Provided material:
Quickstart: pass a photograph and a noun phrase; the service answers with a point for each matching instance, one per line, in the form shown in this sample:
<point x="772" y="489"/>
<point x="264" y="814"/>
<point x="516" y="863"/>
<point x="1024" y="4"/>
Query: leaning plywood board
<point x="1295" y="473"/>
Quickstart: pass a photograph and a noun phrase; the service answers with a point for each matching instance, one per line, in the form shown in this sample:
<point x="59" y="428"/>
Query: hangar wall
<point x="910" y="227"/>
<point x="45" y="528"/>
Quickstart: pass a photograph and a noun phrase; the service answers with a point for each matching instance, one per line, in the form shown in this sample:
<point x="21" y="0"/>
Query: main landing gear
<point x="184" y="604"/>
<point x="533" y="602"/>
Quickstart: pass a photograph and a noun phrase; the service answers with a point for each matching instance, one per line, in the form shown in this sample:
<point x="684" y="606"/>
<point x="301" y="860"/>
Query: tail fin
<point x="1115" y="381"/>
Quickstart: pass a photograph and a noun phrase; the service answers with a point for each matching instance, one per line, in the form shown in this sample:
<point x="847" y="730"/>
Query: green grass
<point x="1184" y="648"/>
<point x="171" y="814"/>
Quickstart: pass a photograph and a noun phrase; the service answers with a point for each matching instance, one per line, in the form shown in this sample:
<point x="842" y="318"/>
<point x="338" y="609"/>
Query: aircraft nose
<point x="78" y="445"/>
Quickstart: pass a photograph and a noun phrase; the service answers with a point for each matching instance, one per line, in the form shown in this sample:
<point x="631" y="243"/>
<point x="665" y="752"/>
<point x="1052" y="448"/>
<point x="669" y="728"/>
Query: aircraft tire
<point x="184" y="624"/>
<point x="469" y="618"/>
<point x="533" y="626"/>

Aim of the task: Return all of the data word for word.

Solution for this exercise:
Quickstart: pass a photograph and a noun phrase; the service answers with a point for each matching instance, one per line, in the form shown in this sample:
<point x="772" y="489"/>
<point x="264" y="814"/>
<point x="516" y="863"/>
<point x="1024" y="4"/>
Query: leaning plywood board
<point x="1295" y="473"/>
Quickstart: pass a photograph and a noun phrase; the service answers with a point for each matching instance, one per line, in the form shown in this sample:
<point x="59" y="428"/>
Query: hangar wall
<point x="910" y="227"/>
<point x="45" y="528"/>
Quickstart: pass a photograph and a noun phrase; the service answers with a point for each matching instance, one per line, in the form shown in this sample:
<point x="21" y="0"/>
Query: main landing gear
<point x="184" y="604"/>
<point x="533" y="602"/>
Quickstart: pass a photograph and a noun phrase; the service answers with a point for each matching instance, one per line, in the form shown in this sample:
<point x="684" y="606"/>
<point x="301" y="860"/>
Query: tail fin
<point x="1115" y="381"/>
Quickstart: pass a photograph and a noun phrase; the service answers with a point for each matching instance, one per line, in the form shown in this sample:
<point x="847" y="730"/>
Query: green grass
<point x="1184" y="648"/>
<point x="171" y="814"/>
Quickstart: pass a photograph and a noun phrase; the service answers with a point for each matching instance, one per line, in the form shown in this sample:
<point x="842" y="318"/>
<point x="338" y="609"/>
Query: aircraft nose
<point x="78" y="445"/>
Quickstart: pass a photograph and a noun phrase; the service answers with a point for each matching instance, one per line, in the form shown in this sample:
<point x="631" y="243"/>
<point x="665" y="752"/>
<point x="1052" y="448"/>
<point x="669" y="728"/>
Query: aircraft tire
<point x="184" y="624"/>
<point x="469" y="618"/>
<point x="533" y="626"/>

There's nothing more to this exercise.